— START PASSAGE —
Understanding IPFS in Depth(5/6): What is Libp2p?
In this part, we will study the networking Layer of IPFS and what it contributes to the awesomeness of IPFS. We will go through it’s working, specs and play around with it to understand it more clearly.
This post is a continuation(part 5) in a new “Understanding IPFS in Depth” series which will help anybody to understand the underlying concepts of IPFS. If you want an overview of what is IPFS and how it works, then you should check out the first part too 😊
In part 4, we discussed the significance of Multiformats, How it Works and its technical specification of each multiformat protocol. We also went through a hands-on tutorial in which we played with the multiformats protocols. You can check it out here:
In our first part of the series we briefly discussed Libp2p. We saw that Libp2p “Moves data around” in IPFS(well, not just in IPFS). In this part, we will dive fully into Libp2p and discuss:
- The Significance of Libp2p: What is the philosophy behind it, Why do we need it and Where does it fit into IPFS?
- How does Libp2p Work?: An In-depth Explanation of all its modules.
- Playing with Libp2p: Well, It’s always fun to play 😊
I hope you learn a lot about IPFS from this series. Let’s start!
Why Libp2p? : The Significance of Libp2p
In order to understand its significance, we have to go back in history.
The early research on ARPANET(predecessor of the internet) began around the question that
How do you build a network which is so resilient, so that it could even survive a NUCLEAR WAR?
— END PASSAGE —
PROMPT -
Name every topic that the Libp2p passage says this part of the series will discuss.
— START DATA EXTRACT —
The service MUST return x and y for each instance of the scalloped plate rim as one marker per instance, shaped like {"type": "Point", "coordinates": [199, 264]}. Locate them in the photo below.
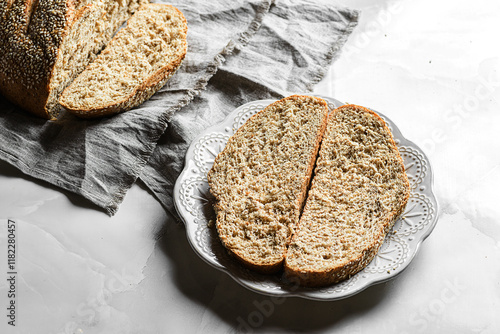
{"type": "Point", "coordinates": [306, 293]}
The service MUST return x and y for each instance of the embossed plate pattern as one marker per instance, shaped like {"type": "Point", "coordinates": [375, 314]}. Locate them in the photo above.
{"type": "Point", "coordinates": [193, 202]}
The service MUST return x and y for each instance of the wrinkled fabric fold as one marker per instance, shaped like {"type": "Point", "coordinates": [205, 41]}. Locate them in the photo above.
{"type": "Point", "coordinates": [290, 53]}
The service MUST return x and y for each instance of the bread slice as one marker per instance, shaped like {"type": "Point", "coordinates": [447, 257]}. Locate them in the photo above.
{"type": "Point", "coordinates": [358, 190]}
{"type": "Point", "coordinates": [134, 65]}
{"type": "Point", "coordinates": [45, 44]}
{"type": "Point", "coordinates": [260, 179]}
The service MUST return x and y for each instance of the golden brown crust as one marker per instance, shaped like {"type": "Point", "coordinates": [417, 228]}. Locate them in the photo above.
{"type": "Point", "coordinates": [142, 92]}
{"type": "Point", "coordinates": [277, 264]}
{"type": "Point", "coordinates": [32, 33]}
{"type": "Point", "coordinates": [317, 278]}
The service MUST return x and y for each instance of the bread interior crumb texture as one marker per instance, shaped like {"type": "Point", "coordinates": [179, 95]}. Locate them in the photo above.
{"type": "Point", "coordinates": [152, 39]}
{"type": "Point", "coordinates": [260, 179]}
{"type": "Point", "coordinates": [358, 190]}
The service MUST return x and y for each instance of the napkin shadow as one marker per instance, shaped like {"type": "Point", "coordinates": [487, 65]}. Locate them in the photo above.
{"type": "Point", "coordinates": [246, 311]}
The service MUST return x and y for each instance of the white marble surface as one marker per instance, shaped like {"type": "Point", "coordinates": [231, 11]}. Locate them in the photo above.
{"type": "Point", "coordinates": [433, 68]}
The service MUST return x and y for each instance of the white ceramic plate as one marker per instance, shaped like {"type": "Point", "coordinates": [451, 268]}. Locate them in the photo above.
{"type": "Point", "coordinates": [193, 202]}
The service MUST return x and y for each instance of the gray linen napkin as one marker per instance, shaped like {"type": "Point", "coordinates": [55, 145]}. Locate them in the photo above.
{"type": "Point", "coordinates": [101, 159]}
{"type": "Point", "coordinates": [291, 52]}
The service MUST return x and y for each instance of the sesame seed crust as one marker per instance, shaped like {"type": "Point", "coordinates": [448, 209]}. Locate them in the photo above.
— END DATA EXTRACT —
IN RESPONSE -
- The Significance of Libp2p: What is the philosophy behind it, Why do we need it and Where does it fit into IPFS?
- How does Libp2p Work?: An In-depth Explanation of all its modules.
- Playing with Libp2p